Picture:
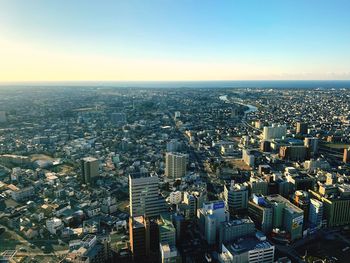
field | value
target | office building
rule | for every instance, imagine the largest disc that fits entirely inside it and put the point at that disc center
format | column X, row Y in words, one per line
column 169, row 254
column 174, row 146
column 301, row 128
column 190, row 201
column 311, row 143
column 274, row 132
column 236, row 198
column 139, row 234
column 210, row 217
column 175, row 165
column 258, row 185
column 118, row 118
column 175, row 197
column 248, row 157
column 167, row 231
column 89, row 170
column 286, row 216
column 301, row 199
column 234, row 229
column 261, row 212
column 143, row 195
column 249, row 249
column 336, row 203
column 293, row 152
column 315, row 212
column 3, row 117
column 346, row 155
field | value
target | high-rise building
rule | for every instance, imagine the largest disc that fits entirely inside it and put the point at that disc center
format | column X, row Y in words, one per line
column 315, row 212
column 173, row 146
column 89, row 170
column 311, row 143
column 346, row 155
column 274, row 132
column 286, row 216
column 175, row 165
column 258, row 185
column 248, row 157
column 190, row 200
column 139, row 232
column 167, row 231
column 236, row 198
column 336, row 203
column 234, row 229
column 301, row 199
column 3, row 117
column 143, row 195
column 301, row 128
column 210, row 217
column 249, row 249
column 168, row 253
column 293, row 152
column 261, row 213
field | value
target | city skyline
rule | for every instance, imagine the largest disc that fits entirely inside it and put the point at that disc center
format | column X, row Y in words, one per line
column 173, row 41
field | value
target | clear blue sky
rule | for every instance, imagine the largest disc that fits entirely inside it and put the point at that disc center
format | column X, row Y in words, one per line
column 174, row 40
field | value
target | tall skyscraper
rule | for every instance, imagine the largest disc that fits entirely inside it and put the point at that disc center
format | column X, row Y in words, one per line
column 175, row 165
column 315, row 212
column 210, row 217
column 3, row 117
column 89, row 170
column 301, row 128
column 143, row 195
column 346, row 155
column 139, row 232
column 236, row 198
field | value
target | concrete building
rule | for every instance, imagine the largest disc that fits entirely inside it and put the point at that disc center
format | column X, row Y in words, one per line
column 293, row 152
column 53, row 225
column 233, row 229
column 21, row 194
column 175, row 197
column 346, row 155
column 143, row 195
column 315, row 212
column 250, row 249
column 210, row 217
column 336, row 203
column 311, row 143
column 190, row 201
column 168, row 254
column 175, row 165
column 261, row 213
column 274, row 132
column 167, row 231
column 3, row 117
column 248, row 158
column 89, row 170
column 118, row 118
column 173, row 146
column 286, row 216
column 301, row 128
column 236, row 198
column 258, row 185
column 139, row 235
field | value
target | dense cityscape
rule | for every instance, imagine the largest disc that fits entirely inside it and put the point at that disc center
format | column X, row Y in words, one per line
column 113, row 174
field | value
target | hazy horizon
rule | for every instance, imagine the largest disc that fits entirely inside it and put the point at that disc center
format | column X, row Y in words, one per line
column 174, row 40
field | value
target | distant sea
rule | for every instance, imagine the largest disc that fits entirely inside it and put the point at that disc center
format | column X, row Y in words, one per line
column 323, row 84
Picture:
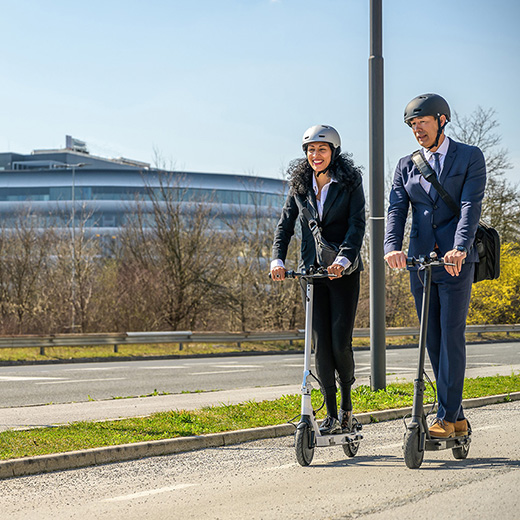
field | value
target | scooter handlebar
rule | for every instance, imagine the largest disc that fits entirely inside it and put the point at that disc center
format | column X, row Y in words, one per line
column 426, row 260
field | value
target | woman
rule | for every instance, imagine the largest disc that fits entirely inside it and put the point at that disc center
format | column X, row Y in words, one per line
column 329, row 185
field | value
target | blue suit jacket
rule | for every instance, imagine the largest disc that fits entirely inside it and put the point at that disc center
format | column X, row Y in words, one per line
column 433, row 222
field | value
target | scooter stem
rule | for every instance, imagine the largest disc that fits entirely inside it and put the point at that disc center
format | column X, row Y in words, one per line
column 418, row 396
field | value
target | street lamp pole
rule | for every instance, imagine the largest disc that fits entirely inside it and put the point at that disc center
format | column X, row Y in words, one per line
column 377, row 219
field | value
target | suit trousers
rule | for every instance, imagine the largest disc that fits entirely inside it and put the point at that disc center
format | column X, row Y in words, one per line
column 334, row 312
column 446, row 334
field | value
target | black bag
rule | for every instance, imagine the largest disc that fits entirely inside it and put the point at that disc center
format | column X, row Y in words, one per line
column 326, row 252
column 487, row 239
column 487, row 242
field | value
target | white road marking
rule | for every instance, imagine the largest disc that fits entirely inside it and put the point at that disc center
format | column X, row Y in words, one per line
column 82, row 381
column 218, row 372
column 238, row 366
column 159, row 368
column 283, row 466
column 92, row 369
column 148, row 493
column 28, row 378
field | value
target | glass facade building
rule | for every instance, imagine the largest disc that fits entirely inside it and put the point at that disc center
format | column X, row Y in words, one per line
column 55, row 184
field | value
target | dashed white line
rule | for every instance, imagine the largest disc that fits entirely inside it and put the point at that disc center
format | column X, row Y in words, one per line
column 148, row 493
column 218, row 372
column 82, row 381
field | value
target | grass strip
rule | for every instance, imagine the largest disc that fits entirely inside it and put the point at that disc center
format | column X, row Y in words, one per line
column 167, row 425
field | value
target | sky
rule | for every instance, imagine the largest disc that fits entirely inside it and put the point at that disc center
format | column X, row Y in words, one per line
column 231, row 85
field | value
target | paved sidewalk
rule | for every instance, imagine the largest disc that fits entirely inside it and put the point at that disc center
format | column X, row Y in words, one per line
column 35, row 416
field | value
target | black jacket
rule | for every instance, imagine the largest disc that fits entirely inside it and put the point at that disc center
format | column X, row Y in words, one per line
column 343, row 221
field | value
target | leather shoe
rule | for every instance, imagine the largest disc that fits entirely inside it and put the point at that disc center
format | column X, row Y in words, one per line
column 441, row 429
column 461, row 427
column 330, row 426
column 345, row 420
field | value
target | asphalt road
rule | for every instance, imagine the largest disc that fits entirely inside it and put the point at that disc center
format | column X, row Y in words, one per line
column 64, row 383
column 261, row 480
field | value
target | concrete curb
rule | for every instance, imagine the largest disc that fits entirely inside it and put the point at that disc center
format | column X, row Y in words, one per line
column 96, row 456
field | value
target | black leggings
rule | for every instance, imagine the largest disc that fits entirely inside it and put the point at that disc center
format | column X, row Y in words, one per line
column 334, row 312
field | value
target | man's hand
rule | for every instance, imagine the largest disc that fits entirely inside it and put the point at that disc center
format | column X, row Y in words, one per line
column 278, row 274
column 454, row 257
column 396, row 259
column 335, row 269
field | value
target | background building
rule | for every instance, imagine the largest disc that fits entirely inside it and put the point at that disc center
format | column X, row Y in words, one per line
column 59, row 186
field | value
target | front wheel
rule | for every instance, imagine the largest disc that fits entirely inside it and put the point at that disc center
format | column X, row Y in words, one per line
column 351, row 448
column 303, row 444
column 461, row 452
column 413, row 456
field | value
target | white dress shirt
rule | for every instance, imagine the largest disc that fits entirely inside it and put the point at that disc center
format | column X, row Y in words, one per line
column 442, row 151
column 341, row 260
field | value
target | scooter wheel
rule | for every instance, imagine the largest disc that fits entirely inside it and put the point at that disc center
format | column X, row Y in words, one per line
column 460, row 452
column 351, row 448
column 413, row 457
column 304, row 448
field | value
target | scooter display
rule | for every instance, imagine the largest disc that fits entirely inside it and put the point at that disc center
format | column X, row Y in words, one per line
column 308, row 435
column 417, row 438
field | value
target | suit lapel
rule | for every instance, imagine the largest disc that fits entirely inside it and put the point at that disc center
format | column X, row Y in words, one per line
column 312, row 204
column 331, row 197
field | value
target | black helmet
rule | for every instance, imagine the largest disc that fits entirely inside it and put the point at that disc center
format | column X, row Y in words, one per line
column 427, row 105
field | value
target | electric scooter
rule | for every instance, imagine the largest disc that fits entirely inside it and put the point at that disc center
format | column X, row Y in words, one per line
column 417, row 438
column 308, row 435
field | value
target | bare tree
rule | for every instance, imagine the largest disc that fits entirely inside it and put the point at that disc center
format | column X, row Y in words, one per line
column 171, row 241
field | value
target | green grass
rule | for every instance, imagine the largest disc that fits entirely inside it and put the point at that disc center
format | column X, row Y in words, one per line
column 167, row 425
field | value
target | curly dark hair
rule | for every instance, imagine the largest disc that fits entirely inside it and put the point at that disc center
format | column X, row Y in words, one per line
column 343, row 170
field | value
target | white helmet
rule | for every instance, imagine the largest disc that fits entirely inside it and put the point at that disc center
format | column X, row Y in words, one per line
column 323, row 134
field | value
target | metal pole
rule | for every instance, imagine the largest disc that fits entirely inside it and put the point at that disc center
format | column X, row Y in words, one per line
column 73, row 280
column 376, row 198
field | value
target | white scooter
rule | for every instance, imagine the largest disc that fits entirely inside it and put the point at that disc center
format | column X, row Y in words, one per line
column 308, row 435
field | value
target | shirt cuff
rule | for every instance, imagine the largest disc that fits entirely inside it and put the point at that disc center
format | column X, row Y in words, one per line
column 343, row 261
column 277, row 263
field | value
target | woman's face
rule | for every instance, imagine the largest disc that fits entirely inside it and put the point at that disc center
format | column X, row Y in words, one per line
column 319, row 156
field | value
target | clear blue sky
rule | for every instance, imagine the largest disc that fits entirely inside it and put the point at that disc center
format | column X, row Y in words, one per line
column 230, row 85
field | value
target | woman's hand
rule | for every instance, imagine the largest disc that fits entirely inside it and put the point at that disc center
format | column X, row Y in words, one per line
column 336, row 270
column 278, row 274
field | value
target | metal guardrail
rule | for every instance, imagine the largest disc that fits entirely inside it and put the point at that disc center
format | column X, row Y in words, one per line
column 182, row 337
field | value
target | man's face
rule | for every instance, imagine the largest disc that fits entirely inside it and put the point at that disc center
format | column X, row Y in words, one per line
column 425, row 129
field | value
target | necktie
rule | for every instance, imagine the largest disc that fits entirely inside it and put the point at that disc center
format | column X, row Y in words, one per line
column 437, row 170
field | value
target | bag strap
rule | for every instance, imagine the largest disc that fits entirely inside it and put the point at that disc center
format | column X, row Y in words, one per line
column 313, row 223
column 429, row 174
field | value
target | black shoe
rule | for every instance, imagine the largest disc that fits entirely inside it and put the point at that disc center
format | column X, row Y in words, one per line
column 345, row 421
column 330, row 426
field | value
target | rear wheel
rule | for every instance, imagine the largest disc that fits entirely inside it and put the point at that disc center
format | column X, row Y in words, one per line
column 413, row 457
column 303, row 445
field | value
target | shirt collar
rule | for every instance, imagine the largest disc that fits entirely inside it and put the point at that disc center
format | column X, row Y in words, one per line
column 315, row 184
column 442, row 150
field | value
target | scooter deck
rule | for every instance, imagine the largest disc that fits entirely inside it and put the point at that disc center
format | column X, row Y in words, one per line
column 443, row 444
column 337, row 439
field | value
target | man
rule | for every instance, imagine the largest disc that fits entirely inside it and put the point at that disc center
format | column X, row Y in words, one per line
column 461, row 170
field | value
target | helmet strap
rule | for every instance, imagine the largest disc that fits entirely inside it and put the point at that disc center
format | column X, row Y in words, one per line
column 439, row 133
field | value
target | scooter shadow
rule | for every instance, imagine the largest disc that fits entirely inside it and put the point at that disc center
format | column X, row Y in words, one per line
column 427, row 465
=-=-=-=-=
▸ TASK ITEM: Pull out every line in the material above where "black" occurs.

▸ ANSWER FOR THIS EXERCISE:
target | black bag
target | black jacket
target | black leggings
target | black helmet
target | black shoe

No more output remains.